A sculpted indigenous garden featuring more than 60 works by Dylan Lewis.


‘Shapeshifting’, an essay by Laura Twiggs

‘Where does animalkind end and humankind begin? What of the wild and the primitive within? In exploring these tantalising enigmas, Lewis searches wilderness, myth and ancient belief systems for inspiration, meaning and answers.’

'The Rising': Ian McCallum

One day your soul will call to you with a holy rage.
‘Rise up!’ it will say…

Stand up inside your own skin.
Unmask your unlived life…
feast on your animal heart.
Unfasten your fist…
let loose the medicine in your own hand.
Show me the lines…
I will show you the spoor of the ancestors.
Show me the creases…
I will show you the way to water.
Show me the folds…
I will show you the furrows for your healing.
‘Look!’ it will say…
the line of life has four paths –
one with a mirror, one with a mask,
one with a fist, one with a heart.

One day, your soul will call to you with a holy rage.

About the artist

Wild Symbols

Between 1993 and 2000 Lewis explored the cat form, focusing primarily on the large feline predators of Africa, namely the leopard, lion and cheetah.

 His large cat sculptures began as a direct and literal, visceral response to the wild animal within its natural environment. He was fascinated by the raw and totally intact instinct behind these feline physical expressions, seeing them as symbolic and archetypal bodily responses – the most extreme manifestations of intrinsic animal being.

○ ○ ○ ○ ○ ○ ○

=== To do ===
A - Decide whether each statement agrees with the page on Dylan Lewis's sculpture garden. Answer yes or no for each and quote the words of the page that settle it.
(i) The garden holds more than 60 works by Dylan Lewis.
(ii) From 1993 to 2000, Lewis worked mainly with birds of prey.
(iii) In the poem "The Rising," the line of life has four paths.
B - Write a continuation of the page on Dylan Lewis's sculpture garden, picking up after its final sentence about his large cat sculptures.

○ ○ ○ ○ ○ ○ ○

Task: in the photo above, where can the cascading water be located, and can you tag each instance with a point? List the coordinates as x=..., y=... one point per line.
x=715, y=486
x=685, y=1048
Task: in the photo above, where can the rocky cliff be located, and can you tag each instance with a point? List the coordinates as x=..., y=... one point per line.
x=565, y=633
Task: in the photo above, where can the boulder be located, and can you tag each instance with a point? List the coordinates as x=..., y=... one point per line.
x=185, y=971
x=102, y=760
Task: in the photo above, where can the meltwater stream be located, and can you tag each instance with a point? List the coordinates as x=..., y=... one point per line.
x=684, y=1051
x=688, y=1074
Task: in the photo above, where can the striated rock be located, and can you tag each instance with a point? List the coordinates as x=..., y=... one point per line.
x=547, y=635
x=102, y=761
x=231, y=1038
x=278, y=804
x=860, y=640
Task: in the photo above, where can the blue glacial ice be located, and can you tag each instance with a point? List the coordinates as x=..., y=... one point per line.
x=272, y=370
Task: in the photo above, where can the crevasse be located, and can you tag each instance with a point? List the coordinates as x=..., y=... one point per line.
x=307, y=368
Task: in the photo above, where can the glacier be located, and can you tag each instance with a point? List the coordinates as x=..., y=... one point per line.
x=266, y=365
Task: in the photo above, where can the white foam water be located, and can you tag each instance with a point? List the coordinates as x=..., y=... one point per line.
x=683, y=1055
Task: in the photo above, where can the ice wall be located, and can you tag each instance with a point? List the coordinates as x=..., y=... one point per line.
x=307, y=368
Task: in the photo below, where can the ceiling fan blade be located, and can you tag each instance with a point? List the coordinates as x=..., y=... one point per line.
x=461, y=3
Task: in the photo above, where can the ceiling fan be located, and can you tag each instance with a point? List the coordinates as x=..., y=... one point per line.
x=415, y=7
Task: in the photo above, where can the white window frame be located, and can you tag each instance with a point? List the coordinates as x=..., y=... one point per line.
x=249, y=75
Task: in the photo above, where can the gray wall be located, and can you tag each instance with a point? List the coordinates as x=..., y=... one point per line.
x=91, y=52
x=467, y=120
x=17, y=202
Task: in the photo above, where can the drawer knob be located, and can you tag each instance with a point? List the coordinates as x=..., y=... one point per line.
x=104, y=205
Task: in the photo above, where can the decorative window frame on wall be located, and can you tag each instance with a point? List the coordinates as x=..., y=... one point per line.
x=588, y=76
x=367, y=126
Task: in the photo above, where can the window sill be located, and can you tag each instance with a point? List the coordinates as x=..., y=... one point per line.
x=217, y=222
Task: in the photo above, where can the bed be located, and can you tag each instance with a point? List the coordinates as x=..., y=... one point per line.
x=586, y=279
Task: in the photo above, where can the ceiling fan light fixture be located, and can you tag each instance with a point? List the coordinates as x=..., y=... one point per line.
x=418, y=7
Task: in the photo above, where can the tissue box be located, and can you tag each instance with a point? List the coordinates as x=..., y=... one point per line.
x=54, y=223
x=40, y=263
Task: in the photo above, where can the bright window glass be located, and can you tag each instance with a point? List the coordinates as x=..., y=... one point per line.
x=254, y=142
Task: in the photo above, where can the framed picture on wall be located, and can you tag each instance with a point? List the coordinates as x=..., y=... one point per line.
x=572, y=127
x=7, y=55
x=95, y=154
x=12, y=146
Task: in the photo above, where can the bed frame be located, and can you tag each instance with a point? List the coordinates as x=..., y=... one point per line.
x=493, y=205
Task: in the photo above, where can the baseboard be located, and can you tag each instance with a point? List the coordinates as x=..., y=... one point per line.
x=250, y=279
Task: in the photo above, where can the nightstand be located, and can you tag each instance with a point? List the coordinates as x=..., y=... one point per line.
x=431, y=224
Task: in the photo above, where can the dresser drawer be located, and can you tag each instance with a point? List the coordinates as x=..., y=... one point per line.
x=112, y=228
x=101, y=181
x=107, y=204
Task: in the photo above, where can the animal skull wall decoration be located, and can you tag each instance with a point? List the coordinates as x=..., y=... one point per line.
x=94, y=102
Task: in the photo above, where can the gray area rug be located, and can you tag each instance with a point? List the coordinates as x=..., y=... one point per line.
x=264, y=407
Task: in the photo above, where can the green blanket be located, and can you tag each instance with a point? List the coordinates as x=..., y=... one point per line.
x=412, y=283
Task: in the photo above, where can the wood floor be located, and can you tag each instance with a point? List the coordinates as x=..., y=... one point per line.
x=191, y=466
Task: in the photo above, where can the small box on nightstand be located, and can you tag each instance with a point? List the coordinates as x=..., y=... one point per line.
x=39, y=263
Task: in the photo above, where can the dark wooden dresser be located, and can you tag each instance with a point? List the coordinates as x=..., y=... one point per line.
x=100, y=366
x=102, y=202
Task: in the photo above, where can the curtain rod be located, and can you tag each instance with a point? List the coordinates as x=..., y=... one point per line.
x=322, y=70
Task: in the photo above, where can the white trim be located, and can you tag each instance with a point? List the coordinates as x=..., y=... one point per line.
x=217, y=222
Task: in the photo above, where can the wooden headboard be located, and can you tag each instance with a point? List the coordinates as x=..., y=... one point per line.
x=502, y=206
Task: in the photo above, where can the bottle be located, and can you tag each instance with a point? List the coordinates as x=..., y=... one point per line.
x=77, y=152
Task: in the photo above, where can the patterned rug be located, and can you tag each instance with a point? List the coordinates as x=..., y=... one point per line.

○ ○ ○ ○ ○ ○ ○

=== Answers to this exercise ===
A -
(i) Yes: "featuring more than 60 works by Dylan Lewis."
(ii) No: "focusing primarily on the large feline predators of Africa, namely the leopard, lion and cheetah."
(iii) Yes: "the line of life has four paths"

B -
Lewis never set out to realistically depict these animals for their own sake. Instead, the cat was chosen as a metaphor that was strong enough and mysterious enough to convey his deeper passion for wilderness areas: those untamed tracts of rugged landscape the large felines inhabit and where the sculptor feels most at home.

The cornerstone of Lewis’s artistic ethos has always involved long hours of drawing and sketching from life, in front of his living, breathing subject as he observes, smells and senses it. For him, the act of drawing is also a meditation of focused observation, and he constantly returns to it while sculpting, filling books with sketches, notes, and drawings.

The surfaces of Lewis’s cats very often take on the landscape’s textural qualities – instead of skin and animal fur, they are textured with elements of wilderness and also with the artist’s own handprints.

In time the composition of Lewis’s cat predators changed, becoming more dynamic and less constrained. There was a shift away from a formalised base, and later works were done in the round. Although Lewis now focuses mainly on human figures, the cat image is something to which he returns from time to time.